# EXERCISE OBJECTIVE
Reproduce everything from the line that contains "</instance>" down to the line that contains "rough mask: <svg", both of those lines included, keeping each line exactly as it stands in the data and leaving the pictures out of your answer.

# RECORD EXCERPTS
>>>

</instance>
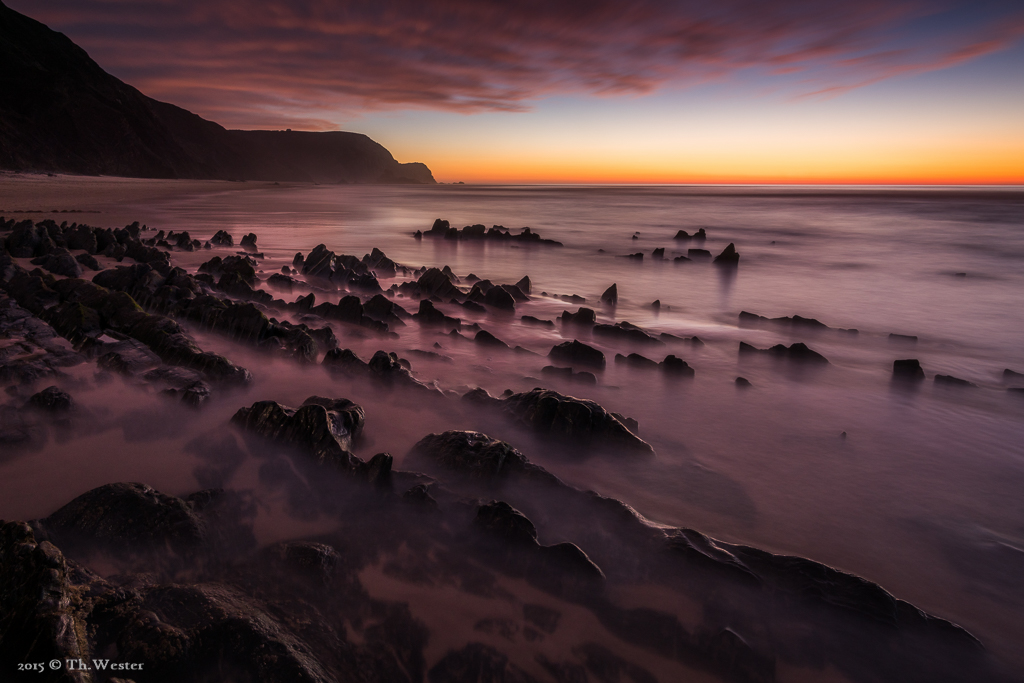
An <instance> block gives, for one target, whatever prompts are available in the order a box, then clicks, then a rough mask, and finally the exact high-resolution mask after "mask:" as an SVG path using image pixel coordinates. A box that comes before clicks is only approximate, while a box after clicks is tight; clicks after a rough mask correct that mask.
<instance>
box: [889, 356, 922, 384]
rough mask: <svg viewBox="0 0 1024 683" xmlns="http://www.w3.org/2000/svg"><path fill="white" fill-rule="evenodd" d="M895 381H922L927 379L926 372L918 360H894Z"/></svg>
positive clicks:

<<<
>>>

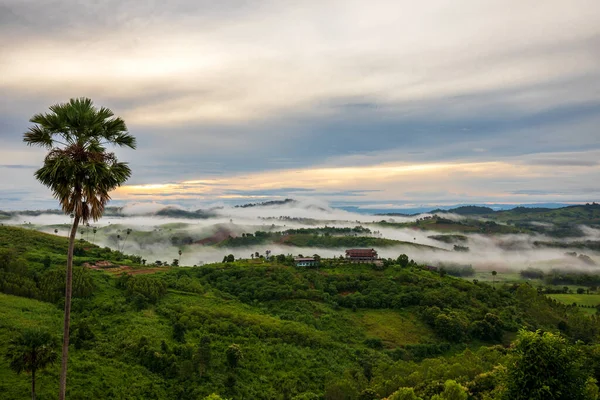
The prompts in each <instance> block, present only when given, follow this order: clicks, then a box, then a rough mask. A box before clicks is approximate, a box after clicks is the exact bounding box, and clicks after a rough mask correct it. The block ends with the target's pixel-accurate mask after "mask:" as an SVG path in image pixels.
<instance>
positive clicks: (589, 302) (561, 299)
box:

<<<

# REPLY TO THE EXERCISE
</instance>
An <instance> block gives, for one target, whatever prompts are available in the order a box, then clicks, then a rough mask, and finally the exact high-resolution mask after "mask:" as an SVG path using image pixel coordinates. A box that comes before clicks is only approximate, while a box after clicks is tight; clicks after a rough mask correct that mask.
<instance>
box: [889, 356, 922, 384]
rough mask: <svg viewBox="0 0 1024 683" xmlns="http://www.w3.org/2000/svg"><path fill="white" fill-rule="evenodd" d="M895 381H922L927 379L926 372L918 360H894Z"/></svg>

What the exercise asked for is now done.